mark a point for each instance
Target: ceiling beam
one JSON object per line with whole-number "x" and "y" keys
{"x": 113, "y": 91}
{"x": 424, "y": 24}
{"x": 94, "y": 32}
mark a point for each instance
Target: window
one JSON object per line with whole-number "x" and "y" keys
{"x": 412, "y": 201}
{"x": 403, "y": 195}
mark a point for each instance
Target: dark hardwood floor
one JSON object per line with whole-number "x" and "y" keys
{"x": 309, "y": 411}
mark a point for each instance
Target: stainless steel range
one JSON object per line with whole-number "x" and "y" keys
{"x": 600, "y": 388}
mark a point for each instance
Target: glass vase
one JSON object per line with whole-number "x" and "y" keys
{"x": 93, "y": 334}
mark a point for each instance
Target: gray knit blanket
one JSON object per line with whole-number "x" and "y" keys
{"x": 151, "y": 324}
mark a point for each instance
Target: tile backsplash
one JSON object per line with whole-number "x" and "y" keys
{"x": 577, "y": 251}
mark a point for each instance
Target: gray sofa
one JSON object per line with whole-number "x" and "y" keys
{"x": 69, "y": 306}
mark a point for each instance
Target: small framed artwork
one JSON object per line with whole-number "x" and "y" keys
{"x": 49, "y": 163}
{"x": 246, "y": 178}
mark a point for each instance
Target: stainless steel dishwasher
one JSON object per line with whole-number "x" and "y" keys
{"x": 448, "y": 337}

• [Prompt]: Reproduce the material above with every instance of "stainless steel" changed to "brushed steel", leaving all other text unchanged.

• [Full output]:
mark a point for each instance
Target: ceiling beam
one JSON object per line with whole-number "x" and "y" keys
{"x": 113, "y": 91}
{"x": 424, "y": 24}
{"x": 94, "y": 32}
mark a point for each instance
Target: window
one JSON object per line with whole-number "x" and "y" keys
{"x": 412, "y": 201}
{"x": 403, "y": 195}
mark a point for each instance
Target: dark hardwood floor
one JSON object per line with whole-number "x" and "y" keys
{"x": 309, "y": 411}
mark a point for each instance
Target: brushed steel range
one JSON object per line with whole-number "x" and "y" keys
{"x": 600, "y": 388}
mark a point for each instance
Target: glass vase
one JSON object per line with whole-number "x" and "y" keys
{"x": 93, "y": 334}
mark a point for each instance
Target: gray knit blanket
one JSON object per line with whole-number "x" and "y" keys
{"x": 151, "y": 324}
mark a point for each instance
Target: tile backsplash
one JSON object per line with whole-number "x" and "y" keys
{"x": 577, "y": 251}
mark a point for each instance
Target: gray sofa
one JSON object per line with whole-number "x" and "y" keys
{"x": 69, "y": 306}
mark a point for each instance
Target: small framed artwork
one JSON object per line with whole-number "x" and "y" keys
{"x": 49, "y": 163}
{"x": 246, "y": 178}
mark a point for each instance
Target: brushed steel dishwasher
one JSON object per line with whole-number "x" and "y" keys
{"x": 448, "y": 337}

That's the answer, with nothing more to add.